__SELECTION__:
Los Angeles, August 25, 2025

Reprinted from My Queer Cinema blog (August 2025).  

 


Edward Owens | Tomorrow’s Promise / 1967

the abandonment of now

by Douglas Messerli

 

Edward Owens (director) Tomorrow’s Promise / 1967

 

Having come to New York through the encouragement of filmmaker Gregory Markopoulos, the young teenager Edward Owens, after meeting Marie Mencken, her husband Willard Maas, Andy Warhol, and many others, fell in love with another filmmaker of the day Charles Boultenhouse,  for several decades at that point the lover of film theorist, critic, and poet Parker Tyler. With Tyler’s apparent approval, Owens became something like a polyamorous figure in their lives, obviously causing some tensions. In a letter to Boultenhouse, probably after Owens’ return to Chicago in 1971, he writes in a remaining fragment of a letter, for example, (words in brackets being my own), “[I wish] Parker would disappear so that I might have you. However I could, and would never have wished him harm, I also loved him even though I felt a bit of racial strain in him....”



      It was during this period in 1967 that Owens made his longest and, many agree, his most significant work, Tomorrow’s Promise. As the 18-year-old himself made clear, this is a film about vacantness, and the majority of this film’s frames are projected with an image of ink black darkness, with an occasional popping into sight of a street light, passing cars, a neon sign, or other such images that suggest that we might be traveling the way people in the Midwest did in the 1950s and early 1960s, in near total darkness. It reminded me of my own family’s travels during that time down narrowly paved roads without single sign for long periods of time of any light except for the headlights of the car itself.


       But even longer periods exist with absolutely no interruption of the blackness of the voyage, basically, between the films major two sections, both of them accompanied with contemporary classical music of the day that reminded me some of Morton Feldman or at other moments even John Cage. Owens himself, in a statement that has been reproduced in every discussion of this film, explains some of the structure of the work:

 

“Tomorrow’s Promise is a film about vacantness. Which physically does ‘begin’, reversed, upside down on the screen […] suddenly another such position is taken (not in reverse), this time by a male figure and soon, in this same section, the girl of the reversed image reappears posed in a  different way; a way obsessed by ‘mood’. Then a technical play of in-the-camera-editing occurs, more intense, brighter than in the first, reversed section. There are several inter-cuts which serve, in this and each subsequent section unto the end, as relative links into the final section: which is actually the ‘story’. The story the protagonist and her hero try to tell in their way is apophysis; except that ‘pictures’, clear visions take the place of words. My film could have been edited with precise tensions and a lucid straight narrative, but it was my aim to ‘re-create’ the protagonist of my personal life.” - Edward Owens


    It is almost as if we first get to know the two figures through the camera’s exploration of their bodily orifices, the aspects of their faces—noses, mouths, eyes—their breasts—the only time that we actually see any true evidence that one of the two is a woman—before we journey down to their hips, legs, and feet. We meet them, so to speak, in the raw, at one point the male vaguely (since all images are presented as if “through a glass darkly”) reveals his penis, itself slowly moving toward erection...or apophysis.

__RAW DATA__:
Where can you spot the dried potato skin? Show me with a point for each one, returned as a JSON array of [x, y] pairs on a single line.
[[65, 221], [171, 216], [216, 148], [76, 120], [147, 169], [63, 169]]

__EXERCISE SET__:
• 1. Reproduce the essay on Tomorrow's Promise word for word, everything from "It is almost" down to "toward erection...or apophysis.".
• 2. Which images does the essay on Tomorrow's Promise name as occasionally popping into sight against the black frames? List them.
• 3. According to the essay on Tomorrow's Promise, who had been Charles Boultenhouse's lover for several decades when Owens fell in love with him?

__SOLUTIONS IN ORDER__:
• 1.
It is almost as if we first get to know the two figures through the camera’s exploration of their bodily orifices, the aspects of their faces—noses, mouths, eyes—their breasts—the only time that we actually see any true evidence that one of the two is a woman—before we journey down to their hips, legs, and feet. We meet them, so to speak, in the raw, at one point the male vaguely (since all images are presented as if “through a glass darkly”) reveals his penis, itself slowly moving toward erection...or apophysis.

• 2.
- a street light
- passing cars
- a neon sign

• 3. Parker Tyler, the film theorist, critic, and poet.